#### SCHRIFTLICHE AUFGABE 1:
Fasse den Auszug über den Film von Park Chan-wook in zwei Sätzen zusammen.
#### SCHRIFTLICHE AUFGABE 2:
Beantworte zum Auszug über den Film von Park Chan-wook diese Fragen:
(a) Was isst die Großmutter von Young-goon nur noch?
(b) Welche Ausbildung hat der Regisseur Park Chan-wook?
(c) Auf welche koreanische Grundnahrung verzichtet Young-goon?

#### TEXTAUSZUG:
────────────────────────────────────────

Es schwingt nämlich immer etwas Ernst und Gefahr mit. Die reale Welt kann weder damit umgehen, noch kann kann ein Mensch ohne Essen leben, auch wenn er überzeugt davon ist ein Cyborg zu sein. Dies zeigt sich besonders gut im Verhalten der Mutter von Young-goon, die mit ihrer schlechten Erziehung und dem falschen Umgang der Persönlichkeitsstörung ihrer Tochter, tiefe Spuren in deren Psyche hinterlassen hat. Was beim Ansehen dieses koreanischen Märchens begeistert, ist die Liebe von Young-goon zu ihrer Großmutter, die ihren Verstand gegen den einer Maus eingetauscht hat und nur noch Rettich isst. Das wird in seiner ganzen Dramatik erst zum Ende des Films gezeigt und bricht einem als Zuschauer dann spätestens hier das Herz wie auch das unserer Cyborg-Protagonistin. Während des Films taucht ihre Großmutter immer wieder in kleineren Fantasie-Momenten auf und versucht ihr den Sinn des Lebens zu verraten, bevor sie das Gummiband der Zeit wieder aus der Welt schnippst. Eine generationsübergreifende Beziehung, die in ihrer Intensität in diesem Film nwohl nur auffällt, wenn man ganz in diese Welt eintaucht. Der Regisseur und gelernte Philosoph Park Chan-wook spricht mit seinem Film eine Vielzahl von Thematiken an: Hinter dem Wort Cyborg versteckt sich der Gedanke, Astronauten mit Hilfe von technischen Verbesserungen des menschlichen Körpers an die Lebensbedingungen anderer Planeten anzupassen. Young-goon will sich in diesem Film aber ganz und gar nicht den gesellschaftlichen Bedingungen anpassen und verzichtet sogar auf die koreanische Grundnahrung: Reis. Anpassung erfolgt durch ihren möglichen Retter Il-sun, der sich einen Weg in ihre Welt erdenkt und es dadurch vielleicht schaffen kann, sie zu retten.

────────────────────────────────────────

#### Datensätze aus einem Datenbestand:
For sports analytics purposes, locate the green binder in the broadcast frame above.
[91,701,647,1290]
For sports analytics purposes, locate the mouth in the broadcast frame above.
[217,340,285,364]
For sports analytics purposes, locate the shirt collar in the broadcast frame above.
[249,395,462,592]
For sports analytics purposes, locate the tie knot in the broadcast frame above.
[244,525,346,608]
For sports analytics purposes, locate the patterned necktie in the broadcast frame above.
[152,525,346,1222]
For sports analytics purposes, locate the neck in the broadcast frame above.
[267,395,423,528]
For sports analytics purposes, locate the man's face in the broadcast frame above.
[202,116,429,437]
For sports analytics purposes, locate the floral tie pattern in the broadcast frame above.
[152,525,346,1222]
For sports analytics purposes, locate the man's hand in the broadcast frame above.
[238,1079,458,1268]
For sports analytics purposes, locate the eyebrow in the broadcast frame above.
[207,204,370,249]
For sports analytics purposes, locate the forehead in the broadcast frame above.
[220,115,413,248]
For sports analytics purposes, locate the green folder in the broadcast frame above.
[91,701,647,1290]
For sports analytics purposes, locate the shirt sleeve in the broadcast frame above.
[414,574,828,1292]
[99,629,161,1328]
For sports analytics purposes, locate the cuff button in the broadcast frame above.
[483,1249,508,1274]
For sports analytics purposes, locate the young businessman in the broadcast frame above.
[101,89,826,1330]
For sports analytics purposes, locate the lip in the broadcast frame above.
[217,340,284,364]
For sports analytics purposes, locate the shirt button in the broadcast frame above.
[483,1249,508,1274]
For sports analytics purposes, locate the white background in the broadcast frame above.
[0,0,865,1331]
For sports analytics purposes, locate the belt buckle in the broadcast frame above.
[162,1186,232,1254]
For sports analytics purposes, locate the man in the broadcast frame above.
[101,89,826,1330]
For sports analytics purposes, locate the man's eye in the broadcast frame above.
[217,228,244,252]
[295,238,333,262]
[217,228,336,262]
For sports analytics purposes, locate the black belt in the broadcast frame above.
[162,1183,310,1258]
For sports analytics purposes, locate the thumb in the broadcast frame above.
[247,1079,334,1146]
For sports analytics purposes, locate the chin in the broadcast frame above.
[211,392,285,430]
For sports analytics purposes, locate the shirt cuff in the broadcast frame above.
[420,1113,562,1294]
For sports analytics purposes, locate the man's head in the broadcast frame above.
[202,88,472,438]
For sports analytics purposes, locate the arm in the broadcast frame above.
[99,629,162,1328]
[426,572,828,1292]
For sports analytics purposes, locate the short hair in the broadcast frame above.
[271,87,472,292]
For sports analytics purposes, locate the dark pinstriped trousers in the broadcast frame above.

────────────────────────────────────────

#### VOLLSTÄNDIGE ANTWORT 1:
Der Auszug hebt an dem koreanischen Märchen die Liebe der Cyborg-Protagonistin Young-goon zu ihrer Großmutter hervor, die erst am Ende des Films in ihrer ganzen Dramatik gezeigt wird, und nennt die schlechte Erziehung durch die Mutter, die tiefe Spuren in Young-goons Psyche hinterlassen hat. Young-goon will sich den gesellschaftlichen Bedingungen nicht anpassen und verzichtet sogar auf Reis, während ihr möglicher Retter Il-sun sich einen Weg in ihre Welt erdenkt.

#### VOLLSTÄNDIGE ANTWORT 2:
(a) Rettich.
(b) Er ist gelernter Philosoph.
(c) Auf Reis.